EXERCISE -
Your task is to transcribe the data in full.

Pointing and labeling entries
+---+

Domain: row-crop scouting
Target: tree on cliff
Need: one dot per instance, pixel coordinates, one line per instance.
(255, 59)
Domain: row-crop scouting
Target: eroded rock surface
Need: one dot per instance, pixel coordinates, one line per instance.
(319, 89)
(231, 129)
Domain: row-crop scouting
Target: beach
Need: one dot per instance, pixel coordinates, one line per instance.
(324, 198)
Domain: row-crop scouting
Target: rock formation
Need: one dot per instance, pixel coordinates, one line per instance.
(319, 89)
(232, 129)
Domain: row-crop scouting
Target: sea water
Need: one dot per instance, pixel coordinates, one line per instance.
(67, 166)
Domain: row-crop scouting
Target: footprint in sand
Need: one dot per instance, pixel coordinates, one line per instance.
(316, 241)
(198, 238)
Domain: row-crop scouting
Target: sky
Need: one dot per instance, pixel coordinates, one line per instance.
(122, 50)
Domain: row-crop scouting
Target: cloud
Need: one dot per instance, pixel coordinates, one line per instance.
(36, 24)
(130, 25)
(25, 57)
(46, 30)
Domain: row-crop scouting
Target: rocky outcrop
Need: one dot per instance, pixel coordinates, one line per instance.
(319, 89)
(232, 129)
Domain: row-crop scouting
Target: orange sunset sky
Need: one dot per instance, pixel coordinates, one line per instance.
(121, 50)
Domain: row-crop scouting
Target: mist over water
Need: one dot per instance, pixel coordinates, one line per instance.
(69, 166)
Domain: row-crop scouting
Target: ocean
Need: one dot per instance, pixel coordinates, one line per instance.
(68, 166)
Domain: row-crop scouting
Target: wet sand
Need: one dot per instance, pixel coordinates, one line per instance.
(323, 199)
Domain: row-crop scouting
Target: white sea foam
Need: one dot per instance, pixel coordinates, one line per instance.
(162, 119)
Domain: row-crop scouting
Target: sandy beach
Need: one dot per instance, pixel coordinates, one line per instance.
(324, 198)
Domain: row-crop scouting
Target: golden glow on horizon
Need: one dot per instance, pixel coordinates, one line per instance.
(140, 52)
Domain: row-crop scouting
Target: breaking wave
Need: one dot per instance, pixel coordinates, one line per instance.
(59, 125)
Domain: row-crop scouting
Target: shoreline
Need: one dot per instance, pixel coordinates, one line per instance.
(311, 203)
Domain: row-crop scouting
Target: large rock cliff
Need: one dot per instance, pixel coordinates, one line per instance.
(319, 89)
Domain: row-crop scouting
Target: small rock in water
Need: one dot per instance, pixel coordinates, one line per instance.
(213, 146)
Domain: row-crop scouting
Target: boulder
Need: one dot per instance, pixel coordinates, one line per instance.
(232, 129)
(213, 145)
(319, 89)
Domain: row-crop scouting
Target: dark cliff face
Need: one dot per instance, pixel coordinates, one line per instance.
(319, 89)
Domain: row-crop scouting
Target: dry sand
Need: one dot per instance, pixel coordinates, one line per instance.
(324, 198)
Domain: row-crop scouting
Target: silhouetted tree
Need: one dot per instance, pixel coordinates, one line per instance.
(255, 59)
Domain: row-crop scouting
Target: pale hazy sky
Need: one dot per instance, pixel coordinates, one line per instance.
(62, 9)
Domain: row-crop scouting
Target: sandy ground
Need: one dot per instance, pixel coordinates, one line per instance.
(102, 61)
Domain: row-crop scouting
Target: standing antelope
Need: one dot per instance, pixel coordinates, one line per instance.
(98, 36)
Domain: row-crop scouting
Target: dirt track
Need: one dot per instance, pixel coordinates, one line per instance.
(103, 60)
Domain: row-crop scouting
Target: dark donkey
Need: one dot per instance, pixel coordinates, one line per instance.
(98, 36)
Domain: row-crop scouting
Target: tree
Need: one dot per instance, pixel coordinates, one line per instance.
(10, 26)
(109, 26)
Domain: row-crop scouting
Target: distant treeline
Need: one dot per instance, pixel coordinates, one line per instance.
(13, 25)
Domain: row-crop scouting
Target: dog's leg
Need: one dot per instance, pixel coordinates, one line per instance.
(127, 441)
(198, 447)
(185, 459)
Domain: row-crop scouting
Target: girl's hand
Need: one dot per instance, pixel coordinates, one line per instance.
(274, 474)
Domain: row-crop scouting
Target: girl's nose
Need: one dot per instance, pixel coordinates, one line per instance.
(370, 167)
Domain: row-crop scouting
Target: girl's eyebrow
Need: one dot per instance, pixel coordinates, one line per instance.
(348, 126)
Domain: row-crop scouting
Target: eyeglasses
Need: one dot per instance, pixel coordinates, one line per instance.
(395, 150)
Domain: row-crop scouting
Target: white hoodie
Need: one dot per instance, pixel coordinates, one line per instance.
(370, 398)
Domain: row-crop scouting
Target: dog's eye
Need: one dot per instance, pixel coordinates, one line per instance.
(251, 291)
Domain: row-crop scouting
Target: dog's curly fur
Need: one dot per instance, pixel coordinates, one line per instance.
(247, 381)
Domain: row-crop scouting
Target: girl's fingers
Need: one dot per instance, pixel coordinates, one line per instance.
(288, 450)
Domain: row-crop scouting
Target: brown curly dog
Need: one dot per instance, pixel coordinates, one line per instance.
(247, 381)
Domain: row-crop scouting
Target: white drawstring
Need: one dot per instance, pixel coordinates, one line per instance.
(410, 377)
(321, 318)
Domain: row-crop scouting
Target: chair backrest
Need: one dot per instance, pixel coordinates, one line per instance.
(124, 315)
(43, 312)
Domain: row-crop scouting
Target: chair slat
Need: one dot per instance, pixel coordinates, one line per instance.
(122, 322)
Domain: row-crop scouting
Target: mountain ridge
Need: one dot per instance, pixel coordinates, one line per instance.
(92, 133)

+---+

WRITTEN SOLUTION -
Domain: row-crop scouting
Target: tree on cliff
Need: one dot per instance, pixel coordinates, one line per instance.
(255, 59)
Domain: row-crop scouting
Target: eroded rock surface
Need: one dot per instance, pixel coordinates, one line per instance.
(319, 89)
(231, 129)
Domain: row-crop scouting
Target: beach
Need: one dot per instance, pixel coordinates, one line per instance.
(324, 198)
Domain: row-crop scouting
Target: rock formation
Need: one dot per instance, pixel coordinates, one line per instance.
(319, 89)
(232, 129)
Domain: row-crop scouting
Target: sea water
Need: one dot per instance, pixel coordinates, one line per instance.
(67, 166)
Domain: row-crop scouting
Target: footprint in sand
Need: one dot per instance, pixel coordinates, one line per instance.
(316, 241)
(198, 238)
Domain: row-crop scouting
Target: sky
Need: one dot per instance, pixel coordinates, one line per instance.
(122, 50)
Domain: row-crop scouting
Target: cloud
Need: one dot per instance, pixel coordinates, one line per instance.
(36, 24)
(130, 25)
(25, 57)
(46, 30)
Domain: row-crop scouting
Target: rocky outcrop
Need: one dot per instance, pixel coordinates, one line per instance.
(319, 89)
(232, 129)
Domain: row-crop scouting
Target: orange sunset sky
Need: one dot per instance, pixel coordinates, one line per instance.
(121, 50)
Domain: row-crop scouting
Target: mist over water
Need: one dot per instance, pixel coordinates, one line per instance.
(69, 166)
Domain: row-crop scouting
Target: ocean
Need: one dot per instance, pixel coordinates, one line per instance.
(68, 166)
Domain: row-crop scouting
Target: wet sand
Need: one dot per instance, pixel coordinates, one line per instance.
(323, 199)
Domain: row-crop scouting
Target: white sea foam
Need: one dot per instance, pixel coordinates, one line per instance.
(162, 119)
Domain: row-crop scouting
Target: sandy beach
Need: one dot per instance, pixel coordinates, one line per instance.
(324, 198)
Domain: row-crop scouting
Target: golden glow on horizon
Need: one dot per instance, pixel coordinates, one line per instance.
(140, 52)
Domain: row-crop scouting
Target: breaking wave
Need: one dot per instance, pixel coordinates, one line per instance.
(59, 125)
Domain: row-crop scouting
Target: shoreline
Need: one dot per instance, pixel coordinates, one line per instance.
(311, 203)
Domain: row-crop scouting
Target: large rock cliff
Need: one dot per instance, pixel coordinates, one line per instance.
(319, 89)
Domain: row-crop scouting
Target: small rock in water
Need: one dot per instance, pixel coordinates, one line per instance.
(213, 146)
Domain: row-crop scouting
Target: boulder
Need: one dot per instance, pixel coordinates, one line per instance.
(232, 129)
(213, 145)
(319, 89)
Domain: row-crop scouting
Target: dark cliff face
Need: one dot per instance, pixel coordinates, one line per instance.
(319, 89)
Domain: row-crop scouting
Target: dry sand
Need: one dot per instance, pixel coordinates, one line per instance.
(324, 198)
Domain: row-crop scouting
Target: silhouetted tree
Need: one dot per instance, pixel coordinates, one line per instance.
(255, 59)
Domain: row-crop scouting
Target: pale hazy sky
Need: one dot per instance, pixel coordinates, one line per instance.
(62, 9)
Domain: row-crop scouting
Target: sandy ground
Need: one dot per instance, pixel coordinates, one line per instance.
(102, 61)
Domain: row-crop scouting
Target: standing antelope
Need: one dot per instance, pixel coordinates, one line per instance.
(98, 36)
Domain: row-crop scouting
Target: dirt track
Need: one dot per instance, pixel coordinates, one line per instance.
(103, 60)
Domain: row-crop scouting
Target: dark donkey
Need: one dot per instance, pixel coordinates, one line per instance.
(98, 36)
Domain: row-crop scouting
Target: tree
Need: one dot per instance, pixel coordinates, one line per instance.
(10, 26)
(109, 26)
Domain: row-crop scouting
Target: distant treeline
Need: one dot per instance, pixel coordinates, one line per instance.
(13, 25)
Domain: row-crop scouting
Target: dog's leg
Need: one dot per instance, pixel coordinates, one line per instance.
(127, 441)
(198, 447)
(185, 459)
Domain: row-crop scouting
Target: girl's hand
Need: one dot per instance, pixel coordinates, one line per instance.
(274, 474)
Domain: row-crop scouting
Target: girl's nose
Need: one dot per instance, pixel coordinates, one line per instance.
(370, 167)
Domain: row-crop scouting
Target: girl's eyebrow
Need: one dot per instance, pixel coordinates, one line per instance.
(348, 126)
Domain: row-crop scouting
Target: eyeglasses
Need: one dot per instance, pixel coordinates, one line per instance.
(395, 150)
Domain: row-crop scouting
Target: white hoodie
Need: one dot per instance, pixel coordinates, one line per instance.
(370, 398)
Domain: row-crop scouting
Target: dog's eye
Need: one dot per instance, pixel coordinates, one line per instance.
(251, 291)
Domain: row-crop scouting
Target: dog's curly fur
Need: one dot per instance, pixel coordinates, one line per instance.
(247, 381)
Domain: row-crop scouting
Target: girl's fingers
Need: one dot per instance, pixel coordinates, one line per instance.
(288, 450)
Domain: row-crop scouting
Target: brown curly dog
Need: one dot per instance, pixel coordinates, one line per instance.
(247, 381)
Domain: row-crop scouting
Target: white drawstring
Need: one dot per instance, pixel coordinates, one line per instance.
(410, 377)
(321, 318)
Domain: row-crop scouting
Target: chair backrest
Need: one dot per instance, pixel coordinates, one line per instance.
(124, 315)
(43, 312)
Domain: row-crop scouting
Target: chair slat
Need: one dot per instance, pixel coordinates, one line per instance.
(122, 322)
Domain: row-crop scouting
Target: mountain ridge
Need: one dot per instance, pixel coordinates, one line per instance.
(92, 133)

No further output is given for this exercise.